## Assignment
Begin at the line containing "# response lists one point per instance, each like pixel 313" in the entries below and end at the line containing "# response lists one point per instance, each like pixel 449"; transcribe that range exactly and nothing outside it.

## Records to use
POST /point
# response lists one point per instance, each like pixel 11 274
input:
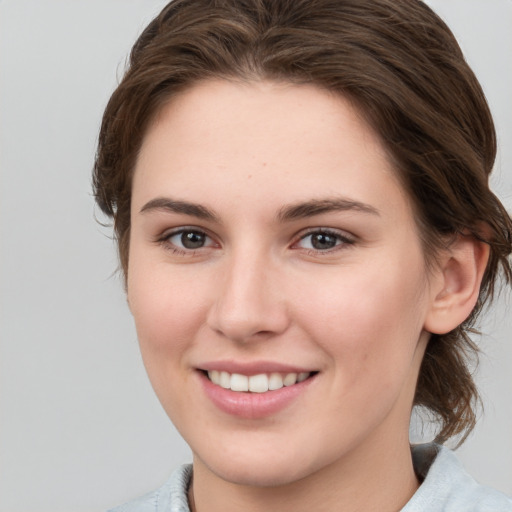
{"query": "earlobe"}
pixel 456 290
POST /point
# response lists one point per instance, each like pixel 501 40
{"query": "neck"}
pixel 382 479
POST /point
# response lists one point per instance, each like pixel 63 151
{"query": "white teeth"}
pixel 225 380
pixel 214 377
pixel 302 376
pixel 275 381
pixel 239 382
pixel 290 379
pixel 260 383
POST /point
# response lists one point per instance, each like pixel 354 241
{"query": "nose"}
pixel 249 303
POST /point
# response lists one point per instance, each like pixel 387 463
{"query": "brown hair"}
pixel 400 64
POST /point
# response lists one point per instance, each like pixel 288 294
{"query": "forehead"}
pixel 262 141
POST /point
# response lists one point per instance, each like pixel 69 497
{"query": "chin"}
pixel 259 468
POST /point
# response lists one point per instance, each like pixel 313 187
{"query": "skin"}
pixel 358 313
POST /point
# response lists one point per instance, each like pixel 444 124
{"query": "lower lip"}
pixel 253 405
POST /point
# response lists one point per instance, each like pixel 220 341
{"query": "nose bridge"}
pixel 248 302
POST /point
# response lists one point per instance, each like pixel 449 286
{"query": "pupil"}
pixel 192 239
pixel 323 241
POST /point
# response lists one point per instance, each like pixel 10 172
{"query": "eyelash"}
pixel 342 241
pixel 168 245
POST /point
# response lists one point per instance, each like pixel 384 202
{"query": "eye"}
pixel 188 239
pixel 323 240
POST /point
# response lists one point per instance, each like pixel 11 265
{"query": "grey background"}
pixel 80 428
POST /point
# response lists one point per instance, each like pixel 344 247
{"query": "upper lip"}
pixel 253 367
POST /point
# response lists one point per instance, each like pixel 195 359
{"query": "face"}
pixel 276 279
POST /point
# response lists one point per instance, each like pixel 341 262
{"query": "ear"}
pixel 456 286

==

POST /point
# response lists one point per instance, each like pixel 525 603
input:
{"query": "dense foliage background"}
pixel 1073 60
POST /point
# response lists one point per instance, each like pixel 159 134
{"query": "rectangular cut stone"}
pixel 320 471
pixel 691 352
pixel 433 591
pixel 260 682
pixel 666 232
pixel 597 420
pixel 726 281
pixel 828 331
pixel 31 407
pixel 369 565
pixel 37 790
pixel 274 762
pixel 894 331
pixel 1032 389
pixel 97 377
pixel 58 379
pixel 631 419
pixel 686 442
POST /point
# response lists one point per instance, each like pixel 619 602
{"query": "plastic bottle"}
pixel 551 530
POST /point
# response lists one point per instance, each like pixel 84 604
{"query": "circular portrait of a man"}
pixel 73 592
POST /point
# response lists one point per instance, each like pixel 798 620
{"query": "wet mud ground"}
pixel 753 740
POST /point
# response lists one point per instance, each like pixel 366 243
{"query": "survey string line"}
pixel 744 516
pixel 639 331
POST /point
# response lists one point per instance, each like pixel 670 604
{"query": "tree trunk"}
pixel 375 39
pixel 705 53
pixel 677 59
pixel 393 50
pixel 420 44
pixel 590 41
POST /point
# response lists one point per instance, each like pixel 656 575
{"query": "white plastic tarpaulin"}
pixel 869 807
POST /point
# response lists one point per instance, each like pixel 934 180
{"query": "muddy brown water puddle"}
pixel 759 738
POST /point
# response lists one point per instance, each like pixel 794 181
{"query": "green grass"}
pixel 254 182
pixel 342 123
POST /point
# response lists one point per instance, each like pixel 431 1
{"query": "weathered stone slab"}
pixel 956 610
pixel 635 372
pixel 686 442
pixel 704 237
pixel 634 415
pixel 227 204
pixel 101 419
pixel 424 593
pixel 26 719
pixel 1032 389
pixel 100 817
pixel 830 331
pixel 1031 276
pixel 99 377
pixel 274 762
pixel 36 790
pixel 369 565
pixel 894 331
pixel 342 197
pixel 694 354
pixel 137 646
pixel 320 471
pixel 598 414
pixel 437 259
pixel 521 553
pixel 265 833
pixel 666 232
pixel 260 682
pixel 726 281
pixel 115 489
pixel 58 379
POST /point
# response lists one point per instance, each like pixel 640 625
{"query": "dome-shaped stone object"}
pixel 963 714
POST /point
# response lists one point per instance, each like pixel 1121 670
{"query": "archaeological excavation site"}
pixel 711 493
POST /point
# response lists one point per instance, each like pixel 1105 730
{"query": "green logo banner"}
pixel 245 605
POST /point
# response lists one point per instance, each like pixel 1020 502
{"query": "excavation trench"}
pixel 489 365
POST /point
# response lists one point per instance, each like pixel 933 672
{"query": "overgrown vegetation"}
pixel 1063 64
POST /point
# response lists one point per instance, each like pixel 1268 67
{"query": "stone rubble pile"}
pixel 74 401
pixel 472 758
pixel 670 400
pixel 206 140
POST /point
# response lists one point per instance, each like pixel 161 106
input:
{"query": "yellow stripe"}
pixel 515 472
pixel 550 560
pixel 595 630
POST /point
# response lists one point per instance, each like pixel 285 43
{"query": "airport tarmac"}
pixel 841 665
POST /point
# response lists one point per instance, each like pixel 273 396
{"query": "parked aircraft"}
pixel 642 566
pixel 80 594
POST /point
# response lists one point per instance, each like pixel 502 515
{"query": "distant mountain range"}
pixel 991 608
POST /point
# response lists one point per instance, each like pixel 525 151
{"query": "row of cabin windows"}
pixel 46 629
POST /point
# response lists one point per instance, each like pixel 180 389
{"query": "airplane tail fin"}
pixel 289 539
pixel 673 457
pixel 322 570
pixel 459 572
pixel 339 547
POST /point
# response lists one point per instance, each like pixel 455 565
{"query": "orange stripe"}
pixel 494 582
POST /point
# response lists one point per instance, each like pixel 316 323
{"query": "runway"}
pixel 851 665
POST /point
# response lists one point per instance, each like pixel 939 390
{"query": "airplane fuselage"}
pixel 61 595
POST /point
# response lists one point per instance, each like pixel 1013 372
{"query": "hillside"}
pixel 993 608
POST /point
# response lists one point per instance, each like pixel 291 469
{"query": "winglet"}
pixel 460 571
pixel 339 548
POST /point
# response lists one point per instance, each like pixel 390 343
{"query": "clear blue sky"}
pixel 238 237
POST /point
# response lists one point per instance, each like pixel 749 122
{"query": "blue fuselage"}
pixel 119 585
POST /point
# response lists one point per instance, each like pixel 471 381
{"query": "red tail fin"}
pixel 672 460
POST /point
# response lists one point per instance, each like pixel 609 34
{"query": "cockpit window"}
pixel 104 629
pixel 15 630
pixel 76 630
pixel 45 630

## Problem solution
# response lists one point per instance, each like pixel 313 187
{"query": "skin"}
pixel 358 313
POST /point
# response lists one point per instance, each like pixel 444 124
{"query": "lower lip"}
pixel 253 405
POST /point
# response lists one point per instance, each like pixel 220 341
{"query": "nose bridge"}
pixel 248 302
POST /point
# response lists one point per instance, each like pixel 449 286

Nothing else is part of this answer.